EMBODIED CARBON LECTURE PART 2 -
PRACTICAL DESIGN DECISIONS FOR REDUCING EMBODIED CARBON
Feb 18, 2020
As the topic of embodied carbon in building materials has gained popularity in the design industry, we are often presented with fascinating data and statistics on the subject. This leaves us with an important question: how are industry leaders actually dealing with this issue in practice?
Building on Embodied Carbon Part 1: The Blind Spot in the Building Industry, Part 2 presents a panel of speakers with varied backgrounds to discuss:
The types of Life Cycle Analysis (LCA) that are utilized in practice
When an LCA is integrated into the design process
How the study of embodied carbon affects the workflow between architects, engineers and contractors
Precedent projects where LCA has guided important design decisions
Stephanie Carlisle, Principal, Kieran Timberlake
Stacy Smedley, Director of Sustainability, Skanska
Julie Janiski, Principal, Buro Happold
Kristina Miele, Senior Engineer, Fast+Epp
Stephanie investigates the interaction between constructed and natural environments, focusing on green infrastructure, urban ecology, high-performance landscape design, Life Cycle Assessment, material health and toxicity, and environmental modeling and mapping. She has piloted spatial surveys of Love Park and the Emergency Department at Jefferson University Hospital, and led the materials database development for Tally®, a custom LCA application that allows architects to calculate the environmental impacts of their building material choices. She has brought her expertise to projects such as the US Embassy in London, the Consortium for Building Energy Innovation, and a new art gallery administration building.
Stephanie's writing on life cycle assessment was published in the book Embodied Energy and Design in 2017, and her award-winning research on green roofs has appeared in Cities and the Environment (CATE) and Green Roof Ecosystems. Stephanie also serves as a lecturer of Urban Ecology at the University of Pennsylvania School of Design and is the Co-Editor-in-Chief of Scenario Journal, an online publication devoted to showcasing and facilitating the emerging interdisciplinary conversations between landscape architects, urban designers, engineers, and ecologists. She has spoken and served on juries at Columbia University, Cornell University, Yale University, the University of Pennsylvania, the University of Southern California, and Wesleyan University.

◇ ◇ ◇ ◇ ◇

- Exercise directions
Return the passage of the embodied carbon lecture page starting at "Stephanie's writing on" and ending at "and Wesleyan University.", copied word for word.

[Point-per-instance localization data]
◇ ◇ ◇ ◇ ◇

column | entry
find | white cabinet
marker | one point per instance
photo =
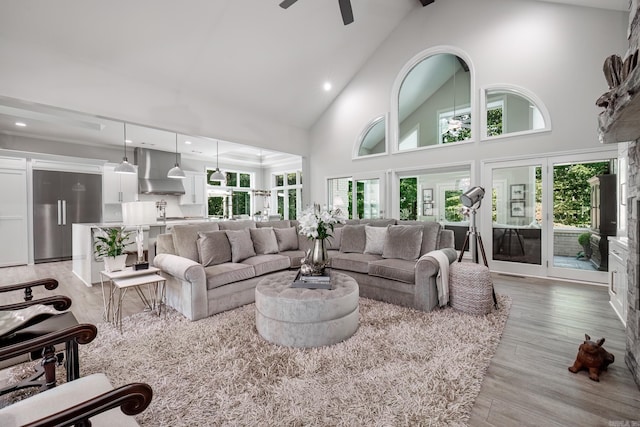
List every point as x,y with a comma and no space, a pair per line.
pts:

◇ ◇ ◇ ◇ ◇

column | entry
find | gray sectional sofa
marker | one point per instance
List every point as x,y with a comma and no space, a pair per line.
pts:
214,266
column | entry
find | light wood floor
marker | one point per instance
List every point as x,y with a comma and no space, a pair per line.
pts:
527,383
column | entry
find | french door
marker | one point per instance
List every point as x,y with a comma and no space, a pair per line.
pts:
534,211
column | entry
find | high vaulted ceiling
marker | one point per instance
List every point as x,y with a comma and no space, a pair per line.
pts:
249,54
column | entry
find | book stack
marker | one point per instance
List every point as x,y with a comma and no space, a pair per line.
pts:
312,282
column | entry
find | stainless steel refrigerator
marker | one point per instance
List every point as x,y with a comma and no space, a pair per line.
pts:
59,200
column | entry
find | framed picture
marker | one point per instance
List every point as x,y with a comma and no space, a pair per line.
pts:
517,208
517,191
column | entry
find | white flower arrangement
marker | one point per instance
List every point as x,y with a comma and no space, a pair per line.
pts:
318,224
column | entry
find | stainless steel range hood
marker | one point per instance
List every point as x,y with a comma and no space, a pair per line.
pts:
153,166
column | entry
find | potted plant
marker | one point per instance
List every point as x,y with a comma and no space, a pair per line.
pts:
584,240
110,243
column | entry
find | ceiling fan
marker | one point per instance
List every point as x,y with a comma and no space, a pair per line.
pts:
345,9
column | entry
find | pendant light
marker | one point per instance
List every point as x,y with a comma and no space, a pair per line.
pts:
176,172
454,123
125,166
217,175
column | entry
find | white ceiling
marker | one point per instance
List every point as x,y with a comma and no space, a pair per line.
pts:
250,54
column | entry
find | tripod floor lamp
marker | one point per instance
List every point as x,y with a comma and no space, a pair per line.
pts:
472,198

◇ ◇ ◇ ◇ ◇

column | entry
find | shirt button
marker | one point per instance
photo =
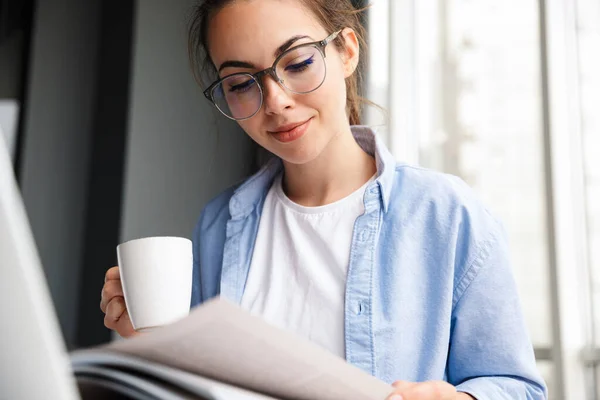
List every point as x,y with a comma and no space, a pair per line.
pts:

◇ ◇ ◇ ◇ ◇

- Exercise output
Stephanie's writing on life cycle assessment was published in the book Embodied Energy and Design in 2017, and her award-winning research on green roofs has appeared in Cities and the Environment (CATE) and Green Roof Ecosystems. Stephanie also serves as a lecturer of Urban Ecology at the University of Pennsylvania School of Design and is the Co-Editor-in-Chief of Scenario Journal, an online publication devoted to showcasing and facilitating the emerging interdisciplinary conversations between landscape architects, urban designers, engineers, and ecologists. She has spoken and served on juries at Columbia University, Cornell University, Yale University, the University of Pennsylvania, the University of Southern California, and Wesleyan University.